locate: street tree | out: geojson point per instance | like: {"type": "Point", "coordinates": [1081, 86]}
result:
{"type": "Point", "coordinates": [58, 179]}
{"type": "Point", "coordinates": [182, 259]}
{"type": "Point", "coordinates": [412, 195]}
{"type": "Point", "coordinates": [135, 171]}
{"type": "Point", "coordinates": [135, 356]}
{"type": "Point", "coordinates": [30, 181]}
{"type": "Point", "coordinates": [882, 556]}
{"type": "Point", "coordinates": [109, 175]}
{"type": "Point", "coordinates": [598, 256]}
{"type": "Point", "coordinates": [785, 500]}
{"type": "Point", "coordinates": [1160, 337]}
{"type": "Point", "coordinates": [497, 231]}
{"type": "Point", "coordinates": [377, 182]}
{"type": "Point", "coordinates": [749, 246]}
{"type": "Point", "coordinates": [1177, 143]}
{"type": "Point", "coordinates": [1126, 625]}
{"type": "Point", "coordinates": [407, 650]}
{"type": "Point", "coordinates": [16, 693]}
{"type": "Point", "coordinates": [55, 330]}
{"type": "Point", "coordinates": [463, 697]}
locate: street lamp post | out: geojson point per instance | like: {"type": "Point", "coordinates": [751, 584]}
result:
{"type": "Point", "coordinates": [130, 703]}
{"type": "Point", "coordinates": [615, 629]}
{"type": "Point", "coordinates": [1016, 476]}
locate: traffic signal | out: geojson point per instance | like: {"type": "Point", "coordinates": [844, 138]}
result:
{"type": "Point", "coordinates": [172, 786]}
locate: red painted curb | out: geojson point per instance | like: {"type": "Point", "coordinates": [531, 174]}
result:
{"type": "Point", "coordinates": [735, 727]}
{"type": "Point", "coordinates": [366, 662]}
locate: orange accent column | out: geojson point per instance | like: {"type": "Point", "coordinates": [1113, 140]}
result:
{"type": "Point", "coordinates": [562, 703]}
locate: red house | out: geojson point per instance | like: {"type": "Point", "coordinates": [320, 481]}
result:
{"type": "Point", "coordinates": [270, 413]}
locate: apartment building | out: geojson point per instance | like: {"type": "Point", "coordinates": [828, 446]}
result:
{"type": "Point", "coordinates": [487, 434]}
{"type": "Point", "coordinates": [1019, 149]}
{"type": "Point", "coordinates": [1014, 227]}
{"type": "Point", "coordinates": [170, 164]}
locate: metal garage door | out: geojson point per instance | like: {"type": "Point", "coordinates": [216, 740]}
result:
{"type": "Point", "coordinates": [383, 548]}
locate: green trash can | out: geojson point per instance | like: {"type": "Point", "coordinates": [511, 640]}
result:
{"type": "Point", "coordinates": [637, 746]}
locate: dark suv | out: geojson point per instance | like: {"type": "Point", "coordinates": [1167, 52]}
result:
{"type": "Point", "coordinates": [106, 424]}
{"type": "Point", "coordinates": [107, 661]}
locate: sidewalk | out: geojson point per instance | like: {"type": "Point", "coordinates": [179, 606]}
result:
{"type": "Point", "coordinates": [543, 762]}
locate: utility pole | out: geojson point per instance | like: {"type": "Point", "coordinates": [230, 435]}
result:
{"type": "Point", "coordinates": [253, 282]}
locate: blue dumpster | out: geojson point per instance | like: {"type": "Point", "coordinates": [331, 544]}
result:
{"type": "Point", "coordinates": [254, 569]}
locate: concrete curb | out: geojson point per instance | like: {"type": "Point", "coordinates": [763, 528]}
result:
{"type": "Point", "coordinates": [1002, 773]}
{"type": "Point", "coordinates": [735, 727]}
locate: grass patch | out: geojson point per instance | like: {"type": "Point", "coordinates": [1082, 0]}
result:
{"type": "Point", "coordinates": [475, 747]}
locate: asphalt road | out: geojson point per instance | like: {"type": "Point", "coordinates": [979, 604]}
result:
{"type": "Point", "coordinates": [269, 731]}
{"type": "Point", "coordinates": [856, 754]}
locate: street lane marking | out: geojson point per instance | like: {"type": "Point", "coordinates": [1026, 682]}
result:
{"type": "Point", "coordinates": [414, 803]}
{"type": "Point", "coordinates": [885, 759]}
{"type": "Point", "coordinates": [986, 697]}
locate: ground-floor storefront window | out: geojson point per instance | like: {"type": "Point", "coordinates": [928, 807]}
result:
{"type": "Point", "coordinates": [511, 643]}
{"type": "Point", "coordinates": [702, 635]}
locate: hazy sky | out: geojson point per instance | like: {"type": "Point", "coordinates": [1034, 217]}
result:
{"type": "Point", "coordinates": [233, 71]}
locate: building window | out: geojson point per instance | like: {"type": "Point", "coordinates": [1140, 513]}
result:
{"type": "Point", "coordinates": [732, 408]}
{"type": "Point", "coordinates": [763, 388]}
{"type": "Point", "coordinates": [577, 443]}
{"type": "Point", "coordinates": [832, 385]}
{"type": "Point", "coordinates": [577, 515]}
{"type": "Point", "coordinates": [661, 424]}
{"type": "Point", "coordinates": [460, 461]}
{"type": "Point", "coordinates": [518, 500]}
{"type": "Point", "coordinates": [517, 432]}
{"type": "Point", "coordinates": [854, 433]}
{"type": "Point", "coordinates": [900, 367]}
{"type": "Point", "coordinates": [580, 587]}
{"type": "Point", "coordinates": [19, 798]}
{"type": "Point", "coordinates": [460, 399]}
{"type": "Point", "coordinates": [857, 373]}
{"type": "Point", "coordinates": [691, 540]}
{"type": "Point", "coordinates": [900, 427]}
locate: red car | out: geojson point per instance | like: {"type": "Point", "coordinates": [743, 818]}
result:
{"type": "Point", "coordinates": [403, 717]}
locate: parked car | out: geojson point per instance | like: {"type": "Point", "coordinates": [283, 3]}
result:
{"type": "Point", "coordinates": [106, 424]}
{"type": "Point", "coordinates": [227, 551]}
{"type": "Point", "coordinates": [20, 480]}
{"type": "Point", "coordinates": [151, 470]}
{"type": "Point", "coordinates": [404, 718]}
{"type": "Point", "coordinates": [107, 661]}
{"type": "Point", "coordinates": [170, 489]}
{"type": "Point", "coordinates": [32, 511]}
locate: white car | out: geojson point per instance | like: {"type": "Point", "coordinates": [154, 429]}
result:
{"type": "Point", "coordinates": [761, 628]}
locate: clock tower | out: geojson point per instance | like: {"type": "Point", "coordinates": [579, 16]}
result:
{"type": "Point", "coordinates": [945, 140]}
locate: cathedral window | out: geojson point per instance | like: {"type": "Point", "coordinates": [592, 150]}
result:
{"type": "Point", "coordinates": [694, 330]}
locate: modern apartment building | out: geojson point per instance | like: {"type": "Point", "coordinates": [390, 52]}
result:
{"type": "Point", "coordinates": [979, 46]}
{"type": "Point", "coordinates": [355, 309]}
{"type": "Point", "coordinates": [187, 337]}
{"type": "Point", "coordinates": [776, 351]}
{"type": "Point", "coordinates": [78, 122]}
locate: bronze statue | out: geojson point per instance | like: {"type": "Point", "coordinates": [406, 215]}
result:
++++
- TASK TO CARRY OUT
Retype the material in full. Each word must match.

- FULL ANSWER
locate: street tree | out: geojson point per instance | like: {"type": "Point", "coordinates": [1081, 86]}
result:
{"type": "Point", "coordinates": [58, 179]}
{"type": "Point", "coordinates": [182, 259]}
{"type": "Point", "coordinates": [412, 195]}
{"type": "Point", "coordinates": [135, 171]}
{"type": "Point", "coordinates": [135, 356]}
{"type": "Point", "coordinates": [30, 181]}
{"type": "Point", "coordinates": [882, 556]}
{"type": "Point", "coordinates": [109, 175]}
{"type": "Point", "coordinates": [598, 256]}
{"type": "Point", "coordinates": [785, 500]}
{"type": "Point", "coordinates": [1160, 337]}
{"type": "Point", "coordinates": [497, 231]}
{"type": "Point", "coordinates": [377, 182]}
{"type": "Point", "coordinates": [749, 246]}
{"type": "Point", "coordinates": [1177, 143]}
{"type": "Point", "coordinates": [1126, 625]}
{"type": "Point", "coordinates": [407, 650]}
{"type": "Point", "coordinates": [16, 693]}
{"type": "Point", "coordinates": [55, 330]}
{"type": "Point", "coordinates": [463, 697]}
locate: street lamp post | out: geojson point per instance | like: {"type": "Point", "coordinates": [751, 584]}
result:
{"type": "Point", "coordinates": [130, 703]}
{"type": "Point", "coordinates": [615, 629]}
{"type": "Point", "coordinates": [1016, 476]}
locate: traffic signal | out: geojson point per instance | like: {"type": "Point", "coordinates": [844, 138]}
result:
{"type": "Point", "coordinates": [172, 786]}
locate: red painted curb | out: geojson point per instance | like: {"type": "Point", "coordinates": [531, 174]}
result:
{"type": "Point", "coordinates": [735, 727]}
{"type": "Point", "coordinates": [366, 662]}
locate: orange accent column | out: geojson point per instance | like: {"type": "Point", "coordinates": [1113, 140]}
result:
{"type": "Point", "coordinates": [562, 703]}
locate: red house | out: geojson point per instance | like: {"type": "Point", "coordinates": [320, 481]}
result:
{"type": "Point", "coordinates": [270, 413]}
locate: apartment building | out: geojson point per instance | like: {"type": "Point", "coordinates": [828, 446]}
result:
{"type": "Point", "coordinates": [487, 434]}
{"type": "Point", "coordinates": [1019, 149]}
{"type": "Point", "coordinates": [1014, 227]}
{"type": "Point", "coordinates": [170, 164]}
locate: metal garage door | out: geojson point per instance | like: {"type": "Point", "coordinates": [216, 740]}
result:
{"type": "Point", "coordinates": [383, 548]}
locate: green trash can | out: geojson point per instance | like: {"type": "Point", "coordinates": [511, 640]}
result:
{"type": "Point", "coordinates": [637, 746]}
locate: dark suv | out: geojson point per instance | like: {"type": "Point", "coordinates": [1167, 52]}
result:
{"type": "Point", "coordinates": [106, 424]}
{"type": "Point", "coordinates": [107, 661]}
locate: sidewalk | out: geojson point per instance | like: {"type": "Point", "coordinates": [179, 606]}
result:
{"type": "Point", "coordinates": [543, 762]}
locate: utility pole | out: geojson point per instance | like: {"type": "Point", "coordinates": [230, 435]}
result:
{"type": "Point", "coordinates": [253, 282]}
locate: blue dumpster | out: geojson point per instance | like: {"type": "Point", "coordinates": [331, 544]}
result:
{"type": "Point", "coordinates": [254, 569]}
locate: concrete curb | out: geojson point per instance | like: {"type": "Point", "coordinates": [763, 528]}
result:
{"type": "Point", "coordinates": [1002, 773]}
{"type": "Point", "coordinates": [735, 727]}
locate: grass patch | out: geojson point per instance | like: {"type": "Point", "coordinates": [1082, 0]}
result:
{"type": "Point", "coordinates": [475, 747]}
locate: asphalt road | out: geojson point per instance | like: {"type": "Point", "coordinates": [979, 604]}
result:
{"type": "Point", "coordinates": [269, 731]}
{"type": "Point", "coordinates": [856, 754]}
locate: street lane marking | out: geojson point per instance | like: {"type": "Point", "coordinates": [1026, 682]}
result:
{"type": "Point", "coordinates": [414, 803]}
{"type": "Point", "coordinates": [885, 759]}
{"type": "Point", "coordinates": [986, 697]}
locate: ground-floor storefront window | out: geojson point per instance | like: {"type": "Point", "coordinates": [928, 807]}
result:
{"type": "Point", "coordinates": [511, 643]}
{"type": "Point", "coordinates": [702, 635]}
locate: hazy sky | out: geojson point per instance | like: {"type": "Point", "coordinates": [1034, 217]}
result:
{"type": "Point", "coordinates": [233, 71]}
locate: building window | out: geojson point per instance | like: {"type": "Point", "coordinates": [1140, 513]}
result:
{"type": "Point", "coordinates": [732, 408]}
{"type": "Point", "coordinates": [763, 388]}
{"type": "Point", "coordinates": [577, 443]}
{"type": "Point", "coordinates": [832, 385]}
{"type": "Point", "coordinates": [577, 515]}
{"type": "Point", "coordinates": [661, 424]}
{"type": "Point", "coordinates": [460, 461]}
{"type": "Point", "coordinates": [518, 500]}
{"type": "Point", "coordinates": [517, 432]}
{"type": "Point", "coordinates": [854, 433]}
{"type": "Point", "coordinates": [900, 367]}
{"type": "Point", "coordinates": [580, 587]}
{"type": "Point", "coordinates": [19, 798]}
{"type": "Point", "coordinates": [460, 399]}
{"type": "Point", "coordinates": [857, 373]}
{"type": "Point", "coordinates": [691, 540]}
{"type": "Point", "coordinates": [900, 427]}
locate: red car | out: geojson point per instance | like: {"type": "Point", "coordinates": [743, 818]}
result:
{"type": "Point", "coordinates": [403, 717]}
locate: parked car | out: geojson point per instance | like: {"type": "Point", "coordinates": [283, 3]}
result:
{"type": "Point", "coordinates": [106, 424]}
{"type": "Point", "coordinates": [227, 551]}
{"type": "Point", "coordinates": [20, 480]}
{"type": "Point", "coordinates": [151, 470]}
{"type": "Point", "coordinates": [404, 718]}
{"type": "Point", "coordinates": [107, 661]}
{"type": "Point", "coordinates": [170, 489]}
{"type": "Point", "coordinates": [32, 511]}
locate: white car | out: geojson point per instance | like: {"type": "Point", "coordinates": [154, 429]}
result:
{"type": "Point", "coordinates": [761, 628]}
locate: clock tower | out: geojson point per instance | like: {"type": "Point", "coordinates": [579, 16]}
result:
{"type": "Point", "coordinates": [945, 140]}
locate: cathedral window | out: geojson point per instance | like: {"type": "Point", "coordinates": [592, 150]}
result:
{"type": "Point", "coordinates": [694, 330]}
locate: modern apartment building | out: geojson point per instance | like: {"type": "Point", "coordinates": [390, 52]}
result:
{"type": "Point", "coordinates": [979, 46]}
{"type": "Point", "coordinates": [355, 309]}
{"type": "Point", "coordinates": [187, 337]}
{"type": "Point", "coordinates": [776, 351]}
{"type": "Point", "coordinates": [78, 122]}
locate: bronze statue | out: geojson point per instance | like: {"type": "Point", "coordinates": [406, 215]}
result:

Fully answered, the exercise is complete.